| ACTIONS TO TAKE |
(a) In the journal entry, who administered the DLAB?
(b) Please set down everything in the journal entry from "When we got" down to "during the movie.", word for word.
(c) For each statement, say whether the journal entry agrees (yes or no) and quote the words from it that decide the answer: (i) The wait before taking the DLAB was about 15 minutes. (ii) The auditory portion of the test repeated each question. (iii) Other people were taking the DLAB at the same time.

| EXTRACTED TEXT |

'''

When we got to the hotel we checked in and, alas, Medina succeeded in getting us roomed together this time. We killed the night by taking a very long time to eat our dinner in the restaurant with some fellow recruits/trainees and by watching a movie in the lounge. Last night we watched “The Guardian”. Good movie, highly recommend it. Plus it was nice to watch a military movie about a branch that none of us were entering. Less anxiety, less jibber jabber during the movie.
Another 0400 wake up. Woopty do. Better start getting used to that. Another atrocious breakfast, sans coffee, awaited us downstairs. Then it was off to MEPS.
This time was much quicker than the days I took the ASVAB and enlisted. I went straight to meet with MSgt Matarazo so that I could give him my transcripts to prove prior education and to check in for the DLAB. Then I only waited about 15 minutes to take the DLAB.
The same Marine, CPL Wang, who administered my confirmation test, administered my DLAB. That was the most intense test I’ve ever taken. I couldn’t even tell how well I did on it because it was so weird. In the test they make up a language that follows constant grammatical rules. Each section of the test adds another rule to the language until at the very end of it I had to translate complete sentences. That portion of the test was completely auditory and there was no repetition of any questions. Nor was there more than 30 seconds between questions. Very little time to think. The remainder of the test was all pictures. Under the pictures would be strings of made up syllables that defined the pictures. From the serious of given pictures and syllables I had to decipher what was ocurring in the unlabeled picture. I couldn’t gauge how I did because it was all jibberish that sounded the same, yet I would instinctually put down an answer. I was the only person taking the DLAB at that point, so no gauging how I was doing by the looks on others faces.

'''

| RAW DATA |
'''

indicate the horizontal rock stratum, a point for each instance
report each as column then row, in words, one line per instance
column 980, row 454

'''
'''

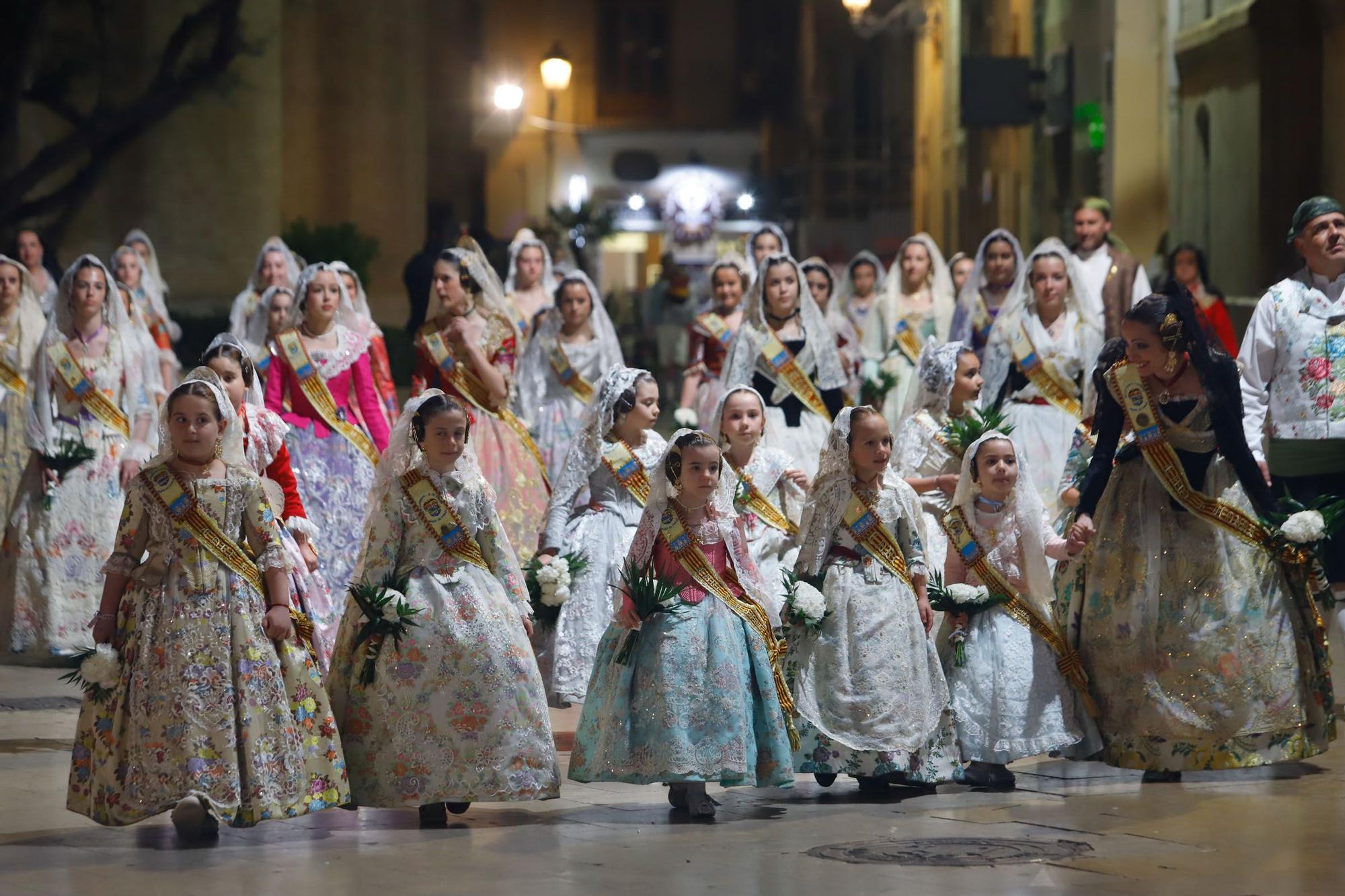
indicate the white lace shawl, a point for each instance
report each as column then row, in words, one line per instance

'''

| LIST OF ANSWERS |
(a) CPL Wang, the same Marine who administered the confirmation test.

(b)
When we got to the hotel we checked in and, alas, Medina succeeded in getting us roomed together this time. We killed the night by taking a very long time to eat our dinner in the restaurant with some fellow recruits/trainees and by watching a movie in the lounge. Last night we watched “The Guardian”. Good movie, highly recommend it. Plus it was nice to watch a military movie about a branch that none of us were entering. Less anxiety, less jibber jabber during the movie.

(c)
(i) Yes: "Then I only waited about 15 minutes to take the DLAB."
(ii) No: "there was no repetition of any questions."
(iii) No: "I was the only person taking the DLAB at that point"